Text section —
◇ ◇ ◇ ◇ ◇
The freshman finale of HBO’s EUPHORIA ended over a week ago, and I’m still thinking about it. Not only did creator and showrunner Sam Levinson leave several story threads dangling to tease directions for the second season, but he also satisfactorily concluded various cliffhangers to let his audience breathe a sigh of relief over what was concluded. No one died, including the main character Rue (Zendaya), whom many believed to be narrating the story from the grave, and many of the show’s troubled characters were shown grace, even if they didn’t deserve it. Most importantly, the show went out the way it came in – big, bold, and spectacularly entertaining, yet slyly showing the path of righteousness the whole time. Despite its story of drug addiction and troubled teens, the series has a morality at its core that is breathtaking.
From the opening moments of the series, Levinson strapped us in for a series that was sure to be a wild ride. Not only was the story centered around an unrepentant drug addict, but the actress playing Rue used to be one of the biggest stars on the Disney Channel. The show wore its audacity on its sleeve at every instance too. Why, the very first images in the pilot episode followed baby Rue being pushed out of her mother’s cervix, followed immediately by a shot of the second plane crashing into the Twin Towers on 9-11. Rue, as she tells us in the voiceover narration, was born just three days after that earth-shattering event, and her feeling is that it doomed her from the start.
◇ ◇ ◇ ◇ ◇
(Region segmentation data)
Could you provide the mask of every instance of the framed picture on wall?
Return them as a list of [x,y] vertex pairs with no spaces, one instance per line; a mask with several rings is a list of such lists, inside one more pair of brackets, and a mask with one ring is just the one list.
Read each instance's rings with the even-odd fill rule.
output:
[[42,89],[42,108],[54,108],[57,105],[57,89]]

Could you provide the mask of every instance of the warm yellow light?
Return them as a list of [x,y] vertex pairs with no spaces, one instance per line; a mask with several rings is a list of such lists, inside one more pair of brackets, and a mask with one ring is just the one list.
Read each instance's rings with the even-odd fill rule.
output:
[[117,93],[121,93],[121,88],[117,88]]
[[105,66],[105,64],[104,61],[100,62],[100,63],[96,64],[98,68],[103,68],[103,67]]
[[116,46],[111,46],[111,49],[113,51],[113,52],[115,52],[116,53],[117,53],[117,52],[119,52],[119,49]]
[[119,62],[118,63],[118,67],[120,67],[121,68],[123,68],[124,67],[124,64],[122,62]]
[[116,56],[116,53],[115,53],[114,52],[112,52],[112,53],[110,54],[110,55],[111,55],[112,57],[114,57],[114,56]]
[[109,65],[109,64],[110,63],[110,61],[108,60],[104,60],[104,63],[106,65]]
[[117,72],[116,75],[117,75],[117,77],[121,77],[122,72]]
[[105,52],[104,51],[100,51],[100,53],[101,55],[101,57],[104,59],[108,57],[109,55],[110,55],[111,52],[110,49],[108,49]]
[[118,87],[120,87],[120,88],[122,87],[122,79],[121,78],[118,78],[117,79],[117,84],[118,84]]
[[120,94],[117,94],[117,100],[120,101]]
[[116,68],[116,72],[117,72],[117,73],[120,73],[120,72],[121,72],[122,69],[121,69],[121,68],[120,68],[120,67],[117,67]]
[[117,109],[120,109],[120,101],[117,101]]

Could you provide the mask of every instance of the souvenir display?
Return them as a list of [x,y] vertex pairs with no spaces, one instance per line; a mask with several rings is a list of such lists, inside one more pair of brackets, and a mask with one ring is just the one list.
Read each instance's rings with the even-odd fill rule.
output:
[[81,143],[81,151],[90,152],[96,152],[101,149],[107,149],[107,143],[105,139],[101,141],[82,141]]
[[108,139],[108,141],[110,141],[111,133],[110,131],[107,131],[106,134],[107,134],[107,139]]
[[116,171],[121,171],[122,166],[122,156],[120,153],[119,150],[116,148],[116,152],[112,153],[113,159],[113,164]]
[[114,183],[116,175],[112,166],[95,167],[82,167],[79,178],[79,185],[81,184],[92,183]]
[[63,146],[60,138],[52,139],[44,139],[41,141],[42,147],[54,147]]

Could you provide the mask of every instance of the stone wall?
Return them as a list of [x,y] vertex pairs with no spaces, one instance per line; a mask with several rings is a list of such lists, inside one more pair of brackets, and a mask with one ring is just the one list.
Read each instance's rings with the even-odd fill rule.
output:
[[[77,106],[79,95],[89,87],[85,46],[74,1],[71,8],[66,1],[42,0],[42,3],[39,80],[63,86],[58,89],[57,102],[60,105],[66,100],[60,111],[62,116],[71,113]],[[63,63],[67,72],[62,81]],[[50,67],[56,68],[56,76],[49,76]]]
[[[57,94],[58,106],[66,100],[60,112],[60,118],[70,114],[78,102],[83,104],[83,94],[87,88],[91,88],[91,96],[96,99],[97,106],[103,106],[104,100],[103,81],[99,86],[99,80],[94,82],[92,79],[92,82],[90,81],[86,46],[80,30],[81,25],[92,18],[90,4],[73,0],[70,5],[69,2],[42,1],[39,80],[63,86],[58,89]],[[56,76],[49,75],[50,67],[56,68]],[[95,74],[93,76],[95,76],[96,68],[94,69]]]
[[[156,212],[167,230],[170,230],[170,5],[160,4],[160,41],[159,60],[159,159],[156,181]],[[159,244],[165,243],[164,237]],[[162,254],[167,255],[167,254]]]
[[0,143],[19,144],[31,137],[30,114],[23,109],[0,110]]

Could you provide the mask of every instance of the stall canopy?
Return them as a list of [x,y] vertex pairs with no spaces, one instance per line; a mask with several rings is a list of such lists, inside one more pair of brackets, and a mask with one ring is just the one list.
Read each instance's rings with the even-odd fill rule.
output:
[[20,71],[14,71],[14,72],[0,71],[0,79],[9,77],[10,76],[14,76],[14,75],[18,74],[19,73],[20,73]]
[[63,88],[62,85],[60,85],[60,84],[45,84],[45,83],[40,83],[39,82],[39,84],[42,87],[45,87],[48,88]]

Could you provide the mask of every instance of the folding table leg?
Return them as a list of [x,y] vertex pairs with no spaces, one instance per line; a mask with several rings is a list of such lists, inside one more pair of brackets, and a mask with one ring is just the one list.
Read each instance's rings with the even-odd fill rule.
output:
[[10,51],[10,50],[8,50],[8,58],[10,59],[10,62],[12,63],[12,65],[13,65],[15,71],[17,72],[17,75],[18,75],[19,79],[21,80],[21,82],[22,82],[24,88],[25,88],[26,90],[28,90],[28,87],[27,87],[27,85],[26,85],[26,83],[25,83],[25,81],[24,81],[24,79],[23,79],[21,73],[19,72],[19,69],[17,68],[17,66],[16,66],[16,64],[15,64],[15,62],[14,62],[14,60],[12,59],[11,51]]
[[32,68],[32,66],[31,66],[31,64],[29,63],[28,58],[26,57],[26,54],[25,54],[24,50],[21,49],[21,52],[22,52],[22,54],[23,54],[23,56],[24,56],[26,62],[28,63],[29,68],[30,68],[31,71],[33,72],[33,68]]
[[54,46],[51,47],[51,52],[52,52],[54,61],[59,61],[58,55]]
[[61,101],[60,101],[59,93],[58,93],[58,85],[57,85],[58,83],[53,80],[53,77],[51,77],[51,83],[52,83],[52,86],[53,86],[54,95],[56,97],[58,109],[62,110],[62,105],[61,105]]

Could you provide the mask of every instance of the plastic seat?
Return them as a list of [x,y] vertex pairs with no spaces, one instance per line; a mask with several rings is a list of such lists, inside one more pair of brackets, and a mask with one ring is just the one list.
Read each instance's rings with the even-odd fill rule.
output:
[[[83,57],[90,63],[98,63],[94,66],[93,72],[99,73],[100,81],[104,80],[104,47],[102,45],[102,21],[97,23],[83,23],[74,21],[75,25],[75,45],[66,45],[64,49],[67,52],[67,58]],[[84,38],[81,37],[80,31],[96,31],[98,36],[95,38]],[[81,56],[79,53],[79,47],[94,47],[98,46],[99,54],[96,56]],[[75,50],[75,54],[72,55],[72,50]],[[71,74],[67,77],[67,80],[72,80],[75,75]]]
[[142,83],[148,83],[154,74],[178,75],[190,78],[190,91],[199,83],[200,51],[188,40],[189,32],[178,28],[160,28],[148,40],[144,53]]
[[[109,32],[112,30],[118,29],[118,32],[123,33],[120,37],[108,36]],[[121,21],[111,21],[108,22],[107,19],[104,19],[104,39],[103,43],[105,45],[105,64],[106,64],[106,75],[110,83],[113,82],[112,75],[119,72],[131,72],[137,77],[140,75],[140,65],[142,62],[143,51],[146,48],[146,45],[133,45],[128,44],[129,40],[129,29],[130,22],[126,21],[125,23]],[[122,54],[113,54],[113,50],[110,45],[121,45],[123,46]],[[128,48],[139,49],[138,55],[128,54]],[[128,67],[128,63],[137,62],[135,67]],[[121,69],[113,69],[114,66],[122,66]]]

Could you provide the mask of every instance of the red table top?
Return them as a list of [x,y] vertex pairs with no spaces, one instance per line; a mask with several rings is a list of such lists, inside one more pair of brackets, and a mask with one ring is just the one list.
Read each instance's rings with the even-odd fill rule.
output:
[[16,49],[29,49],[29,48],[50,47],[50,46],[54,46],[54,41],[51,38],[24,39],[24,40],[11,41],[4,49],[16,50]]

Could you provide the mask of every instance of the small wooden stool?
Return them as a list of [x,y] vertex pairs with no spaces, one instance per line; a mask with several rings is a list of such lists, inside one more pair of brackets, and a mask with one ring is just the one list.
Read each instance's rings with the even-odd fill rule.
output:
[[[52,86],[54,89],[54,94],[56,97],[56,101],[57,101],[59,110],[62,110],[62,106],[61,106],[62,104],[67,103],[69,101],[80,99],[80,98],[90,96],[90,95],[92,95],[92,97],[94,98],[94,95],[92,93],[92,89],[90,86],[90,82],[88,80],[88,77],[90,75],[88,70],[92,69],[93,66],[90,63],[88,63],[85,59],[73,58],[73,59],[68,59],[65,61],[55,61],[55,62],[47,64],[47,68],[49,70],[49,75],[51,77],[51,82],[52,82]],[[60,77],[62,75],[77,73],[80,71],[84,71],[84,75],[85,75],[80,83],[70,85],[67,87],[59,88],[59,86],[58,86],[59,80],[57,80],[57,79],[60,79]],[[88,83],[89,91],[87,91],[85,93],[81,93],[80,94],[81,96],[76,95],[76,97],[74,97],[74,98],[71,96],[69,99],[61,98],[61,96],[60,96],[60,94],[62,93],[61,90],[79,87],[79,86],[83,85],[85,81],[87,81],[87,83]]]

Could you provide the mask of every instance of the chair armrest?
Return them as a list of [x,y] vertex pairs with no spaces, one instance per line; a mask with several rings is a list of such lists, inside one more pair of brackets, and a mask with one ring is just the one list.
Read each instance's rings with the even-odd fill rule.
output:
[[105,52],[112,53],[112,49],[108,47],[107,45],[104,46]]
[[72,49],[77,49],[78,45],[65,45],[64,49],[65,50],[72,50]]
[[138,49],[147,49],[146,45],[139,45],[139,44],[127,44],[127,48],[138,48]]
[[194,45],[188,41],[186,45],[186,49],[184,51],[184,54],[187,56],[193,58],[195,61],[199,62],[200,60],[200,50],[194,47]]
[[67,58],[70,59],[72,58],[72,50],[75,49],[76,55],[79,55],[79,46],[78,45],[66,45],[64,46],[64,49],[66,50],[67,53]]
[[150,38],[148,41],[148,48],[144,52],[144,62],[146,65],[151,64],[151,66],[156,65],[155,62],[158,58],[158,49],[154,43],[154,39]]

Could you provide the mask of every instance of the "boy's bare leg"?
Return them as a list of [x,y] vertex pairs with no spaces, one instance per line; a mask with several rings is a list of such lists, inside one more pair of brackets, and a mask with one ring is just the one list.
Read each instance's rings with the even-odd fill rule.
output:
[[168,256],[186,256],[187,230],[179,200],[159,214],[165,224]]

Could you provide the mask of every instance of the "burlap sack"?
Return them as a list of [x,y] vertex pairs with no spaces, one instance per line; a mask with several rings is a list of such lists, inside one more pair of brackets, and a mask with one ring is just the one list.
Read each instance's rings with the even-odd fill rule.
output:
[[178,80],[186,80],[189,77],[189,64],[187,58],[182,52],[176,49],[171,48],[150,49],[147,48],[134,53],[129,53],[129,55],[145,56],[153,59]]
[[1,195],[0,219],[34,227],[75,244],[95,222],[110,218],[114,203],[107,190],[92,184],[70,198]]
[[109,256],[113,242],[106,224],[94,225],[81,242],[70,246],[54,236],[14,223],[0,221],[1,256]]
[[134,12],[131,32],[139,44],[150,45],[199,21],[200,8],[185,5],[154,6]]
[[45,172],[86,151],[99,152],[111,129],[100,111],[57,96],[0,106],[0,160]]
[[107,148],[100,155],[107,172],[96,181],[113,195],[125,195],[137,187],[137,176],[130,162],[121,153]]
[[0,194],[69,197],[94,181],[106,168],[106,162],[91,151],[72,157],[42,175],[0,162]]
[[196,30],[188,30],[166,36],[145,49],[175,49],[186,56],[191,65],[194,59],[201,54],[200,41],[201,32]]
◇ ◇ ◇ ◇ ◇
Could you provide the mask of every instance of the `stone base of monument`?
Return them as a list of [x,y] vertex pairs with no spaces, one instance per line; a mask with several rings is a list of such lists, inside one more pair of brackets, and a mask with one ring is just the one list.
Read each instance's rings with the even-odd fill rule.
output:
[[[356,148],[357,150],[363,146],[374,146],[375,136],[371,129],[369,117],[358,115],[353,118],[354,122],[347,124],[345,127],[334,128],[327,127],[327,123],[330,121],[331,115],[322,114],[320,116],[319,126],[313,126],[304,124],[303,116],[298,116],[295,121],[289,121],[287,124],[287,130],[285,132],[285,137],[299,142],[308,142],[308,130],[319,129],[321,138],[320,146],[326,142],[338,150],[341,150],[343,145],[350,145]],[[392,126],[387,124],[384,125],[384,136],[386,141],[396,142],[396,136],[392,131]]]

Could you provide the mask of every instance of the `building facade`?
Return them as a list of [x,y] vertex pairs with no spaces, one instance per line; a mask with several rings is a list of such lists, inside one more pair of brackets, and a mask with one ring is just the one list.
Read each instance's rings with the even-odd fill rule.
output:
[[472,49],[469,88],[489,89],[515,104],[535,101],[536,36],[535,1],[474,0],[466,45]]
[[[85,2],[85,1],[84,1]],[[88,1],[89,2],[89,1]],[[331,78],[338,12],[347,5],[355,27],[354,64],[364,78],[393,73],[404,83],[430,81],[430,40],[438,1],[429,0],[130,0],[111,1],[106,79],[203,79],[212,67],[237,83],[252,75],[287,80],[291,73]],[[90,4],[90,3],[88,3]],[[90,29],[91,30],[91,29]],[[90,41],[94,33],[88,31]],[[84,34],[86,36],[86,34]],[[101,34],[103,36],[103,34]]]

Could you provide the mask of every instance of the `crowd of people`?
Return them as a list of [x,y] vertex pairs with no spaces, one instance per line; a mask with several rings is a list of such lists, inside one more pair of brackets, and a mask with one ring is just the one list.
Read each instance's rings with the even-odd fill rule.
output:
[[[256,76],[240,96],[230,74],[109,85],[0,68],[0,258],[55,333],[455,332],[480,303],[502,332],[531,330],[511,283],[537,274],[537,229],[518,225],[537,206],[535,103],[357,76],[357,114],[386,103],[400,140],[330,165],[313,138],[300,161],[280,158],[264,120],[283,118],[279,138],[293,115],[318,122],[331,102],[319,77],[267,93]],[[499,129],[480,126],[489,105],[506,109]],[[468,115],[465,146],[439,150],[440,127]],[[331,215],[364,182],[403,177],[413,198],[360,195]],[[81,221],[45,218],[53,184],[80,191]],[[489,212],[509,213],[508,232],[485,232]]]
◇ ◇ ◇ ◇ ◇
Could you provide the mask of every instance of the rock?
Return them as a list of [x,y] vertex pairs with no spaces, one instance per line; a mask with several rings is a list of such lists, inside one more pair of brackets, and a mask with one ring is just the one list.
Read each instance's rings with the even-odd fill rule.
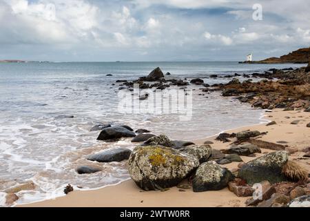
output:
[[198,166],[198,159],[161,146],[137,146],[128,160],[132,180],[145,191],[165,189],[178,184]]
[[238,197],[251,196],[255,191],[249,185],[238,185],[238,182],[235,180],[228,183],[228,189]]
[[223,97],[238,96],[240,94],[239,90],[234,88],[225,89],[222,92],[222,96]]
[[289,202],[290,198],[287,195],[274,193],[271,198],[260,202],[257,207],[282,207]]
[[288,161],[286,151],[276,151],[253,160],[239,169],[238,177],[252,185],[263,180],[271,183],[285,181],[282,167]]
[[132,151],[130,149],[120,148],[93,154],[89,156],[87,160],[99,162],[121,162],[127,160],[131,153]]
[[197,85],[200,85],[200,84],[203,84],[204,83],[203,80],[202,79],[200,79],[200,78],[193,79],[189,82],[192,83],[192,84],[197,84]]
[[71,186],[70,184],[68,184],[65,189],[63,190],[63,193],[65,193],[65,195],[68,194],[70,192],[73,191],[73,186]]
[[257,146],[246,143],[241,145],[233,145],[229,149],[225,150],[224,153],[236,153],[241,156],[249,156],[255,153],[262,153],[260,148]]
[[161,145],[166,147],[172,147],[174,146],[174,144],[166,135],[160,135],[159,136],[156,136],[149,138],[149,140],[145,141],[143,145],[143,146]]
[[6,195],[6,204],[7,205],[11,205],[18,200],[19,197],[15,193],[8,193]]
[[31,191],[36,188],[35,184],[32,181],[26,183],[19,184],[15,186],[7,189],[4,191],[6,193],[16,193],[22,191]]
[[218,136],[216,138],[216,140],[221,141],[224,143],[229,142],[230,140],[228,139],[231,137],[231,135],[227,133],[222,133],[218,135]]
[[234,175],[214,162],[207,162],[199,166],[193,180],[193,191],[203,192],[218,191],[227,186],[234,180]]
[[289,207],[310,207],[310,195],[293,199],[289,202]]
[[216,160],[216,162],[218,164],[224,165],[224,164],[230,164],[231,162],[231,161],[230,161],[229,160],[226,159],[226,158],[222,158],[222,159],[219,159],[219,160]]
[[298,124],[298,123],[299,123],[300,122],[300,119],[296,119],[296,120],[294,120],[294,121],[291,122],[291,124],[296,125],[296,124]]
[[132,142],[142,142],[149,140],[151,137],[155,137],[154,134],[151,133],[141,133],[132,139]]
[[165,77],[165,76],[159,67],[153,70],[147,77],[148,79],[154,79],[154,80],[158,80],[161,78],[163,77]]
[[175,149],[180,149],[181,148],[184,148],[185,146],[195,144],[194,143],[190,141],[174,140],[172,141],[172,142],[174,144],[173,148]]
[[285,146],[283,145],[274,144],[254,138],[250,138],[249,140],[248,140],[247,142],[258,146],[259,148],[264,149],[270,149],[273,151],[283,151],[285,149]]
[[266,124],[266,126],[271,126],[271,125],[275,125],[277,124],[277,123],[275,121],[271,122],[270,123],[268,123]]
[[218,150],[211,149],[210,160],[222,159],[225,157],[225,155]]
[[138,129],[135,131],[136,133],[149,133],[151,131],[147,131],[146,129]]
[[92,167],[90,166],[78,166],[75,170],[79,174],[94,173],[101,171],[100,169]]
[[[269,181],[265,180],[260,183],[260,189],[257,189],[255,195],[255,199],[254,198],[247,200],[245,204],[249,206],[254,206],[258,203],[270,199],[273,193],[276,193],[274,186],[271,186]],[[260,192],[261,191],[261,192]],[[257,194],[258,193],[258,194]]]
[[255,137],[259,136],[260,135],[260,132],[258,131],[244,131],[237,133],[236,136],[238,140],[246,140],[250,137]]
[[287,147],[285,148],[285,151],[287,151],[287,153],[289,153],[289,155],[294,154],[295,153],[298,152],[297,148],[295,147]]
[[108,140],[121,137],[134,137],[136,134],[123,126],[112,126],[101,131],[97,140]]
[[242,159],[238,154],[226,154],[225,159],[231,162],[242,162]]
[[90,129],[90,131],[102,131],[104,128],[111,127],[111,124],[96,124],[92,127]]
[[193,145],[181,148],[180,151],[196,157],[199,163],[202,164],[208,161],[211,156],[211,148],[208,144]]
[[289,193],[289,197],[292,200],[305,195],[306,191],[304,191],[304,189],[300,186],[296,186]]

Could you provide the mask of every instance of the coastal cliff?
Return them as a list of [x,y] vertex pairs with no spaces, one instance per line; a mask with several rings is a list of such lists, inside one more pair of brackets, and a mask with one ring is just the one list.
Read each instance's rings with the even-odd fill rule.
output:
◇ ◇ ◇ ◇ ◇
Given task — In the Euphoria review, how many days after 9-11 was Rue born?

Output — Three days